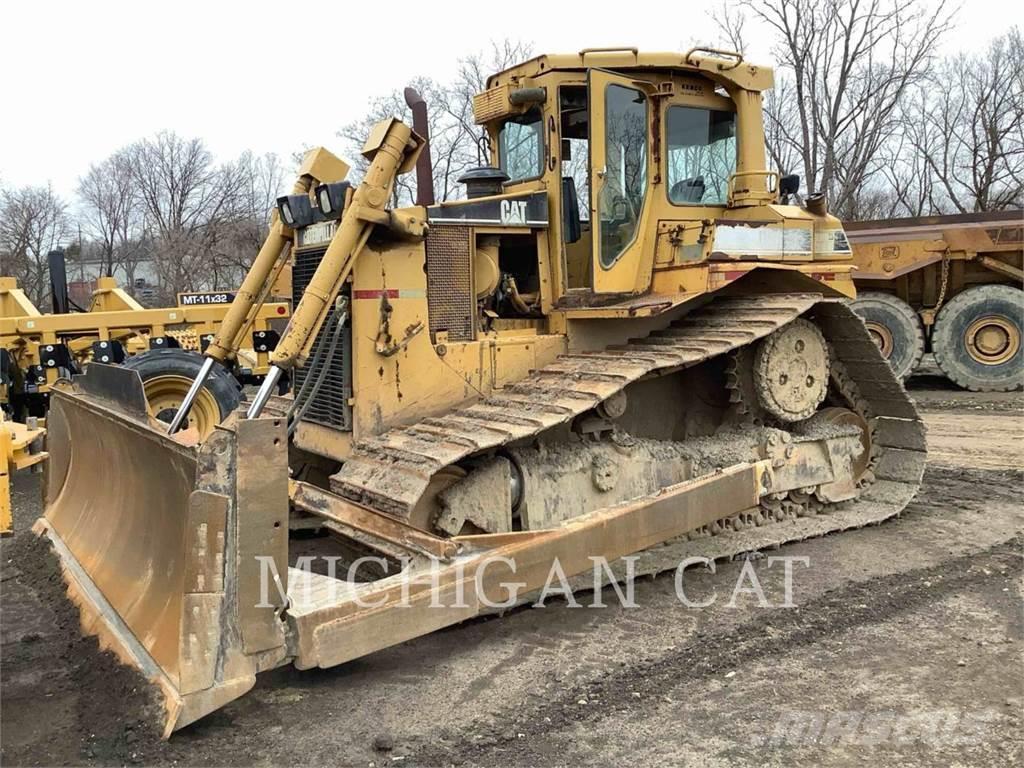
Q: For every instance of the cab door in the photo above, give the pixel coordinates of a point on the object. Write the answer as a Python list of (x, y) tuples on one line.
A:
[(620, 154)]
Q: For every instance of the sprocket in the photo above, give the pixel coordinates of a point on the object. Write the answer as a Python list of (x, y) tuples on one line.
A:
[(791, 371)]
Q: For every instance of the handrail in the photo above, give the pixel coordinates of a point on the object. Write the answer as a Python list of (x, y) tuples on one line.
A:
[(718, 52), (612, 49)]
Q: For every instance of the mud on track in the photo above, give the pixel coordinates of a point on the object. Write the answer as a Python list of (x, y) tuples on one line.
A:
[(922, 613)]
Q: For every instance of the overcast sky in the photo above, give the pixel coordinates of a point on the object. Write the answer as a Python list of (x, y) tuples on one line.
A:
[(82, 79)]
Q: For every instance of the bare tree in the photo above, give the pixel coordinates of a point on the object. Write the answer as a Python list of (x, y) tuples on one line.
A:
[(457, 143), (33, 222), (108, 202), (185, 199), (845, 68), (967, 129)]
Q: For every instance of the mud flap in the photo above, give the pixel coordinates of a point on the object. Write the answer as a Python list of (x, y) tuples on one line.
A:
[(163, 545)]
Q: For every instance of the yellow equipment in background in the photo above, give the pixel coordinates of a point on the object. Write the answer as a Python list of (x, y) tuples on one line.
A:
[(949, 285), (620, 339)]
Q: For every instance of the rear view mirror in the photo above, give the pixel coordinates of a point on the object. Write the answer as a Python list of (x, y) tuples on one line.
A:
[(788, 184)]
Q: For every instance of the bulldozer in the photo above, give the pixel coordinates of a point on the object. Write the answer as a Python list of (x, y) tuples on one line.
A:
[(948, 285), (619, 342)]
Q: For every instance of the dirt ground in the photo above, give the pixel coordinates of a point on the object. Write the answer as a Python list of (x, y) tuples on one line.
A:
[(904, 646)]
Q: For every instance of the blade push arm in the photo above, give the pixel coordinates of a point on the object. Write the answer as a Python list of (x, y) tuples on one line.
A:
[(392, 148)]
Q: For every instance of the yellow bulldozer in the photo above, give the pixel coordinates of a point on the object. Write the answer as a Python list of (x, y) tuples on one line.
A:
[(650, 356)]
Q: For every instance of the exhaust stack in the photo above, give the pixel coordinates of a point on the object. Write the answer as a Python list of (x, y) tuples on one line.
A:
[(424, 167)]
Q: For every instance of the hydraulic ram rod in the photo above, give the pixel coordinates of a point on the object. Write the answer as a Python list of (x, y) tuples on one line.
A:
[(247, 303)]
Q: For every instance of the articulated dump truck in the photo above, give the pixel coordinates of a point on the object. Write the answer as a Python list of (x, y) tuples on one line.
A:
[(948, 285), (649, 355)]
---
Given task: Update the records by changing "pixel coordinates" to "image coordinates" everywhere and leaving all other text the same. Write out the updated records without the pictures.

In response:
Q: For every instance of the cab door in the photo above, give the image coordinates of a point on the object. Write the answer as a Python list of (x, y) tuples on one line.
A:
[(620, 154)]
Q: For every instance of the sprocket in the photo above, give the image coordinates of a point on the object. Write the answer as a Python list of (x, y) tuples on one line.
A:
[(791, 371)]
Q: For every instance of the handrail in the photo above, give the image coordinates of a point on the object. Write the answer as a Python list of (x, y) tuples on one line.
A:
[(718, 52), (612, 49)]
Q: For every instance of the mud on track in the photo above, give the image coordinates of a point on the object. Write the answer as a Python list of (x, y) tuples on one line.
A:
[(922, 613)]
Q: For every instance of the overcast sky in the photo above, give the image coordinates of a point on the object. Write the answer as a Python list of (x, y) tuples on one line.
A:
[(82, 79)]
Q: For every instance of the bare tree in the photo above, give the image coordinates of a point on the object. Write the answer as a Python list of (x, y) tuples on one line.
A:
[(457, 143), (33, 222), (108, 202), (185, 199), (845, 68), (967, 129)]
Q: For every instance of the mud flap in the photo above, give the image coordinates of a point on the object. Write the answer as a Python list of (x, y) tuples on one line.
A:
[(163, 545)]
Q: For every instance of the yellow equipment in background in the photo above, give the image coordinates of a point on the object. Write the answer as a Python list of (x, y) tuples on one line.
A:
[(949, 285), (620, 339)]
Q: For every instance of the rear view mirror in the photo above, give the image coordinates of a point on the object. Write the answer as a Python list of (x, y) tuples on one line.
A:
[(788, 184)]
Q: For every instance of the bulldozer in the photo above, give the image coordinates of a point on the object. Write the answer as a Python list of (x, y) tuples on one line.
A:
[(948, 285), (619, 342)]
Q: For every instance of the dirt ground in the photo above, give the image coordinates of a point on the object. Write the answer as a Python list of (x, y) tuples on one line.
A:
[(904, 646)]
Q: For every instance of the blade push arm in the photo above, give the image coordinates of a point on the object. Write the answer as a Python list of (x, y) tuples on one line.
A:
[(392, 148)]
Q: For every instance of the yellow bulldozer in the photo above, give the image coordinates of a point on the object. Write the answer as a Python list of (x, y) tuples on one line.
A:
[(650, 356)]
Q: For every instance of the exhaust stack in the photo above, give the image coordinates of a point on the object. Write the answer as a Python list of (x, y) tuples on one line.
A:
[(424, 167)]
Q: For every instance of the hydraulic ram rod in the photo above, give the image coordinates of a point on the object. Write the answer as a Python list of (x, y) tuples on one line.
A:
[(247, 303)]
Q: For every instance of the articulated dump truck in the photo above, give the image coordinates of a point on the object. Write the answer as a Python list of (x, y) tuples on one line.
A:
[(948, 285), (649, 355)]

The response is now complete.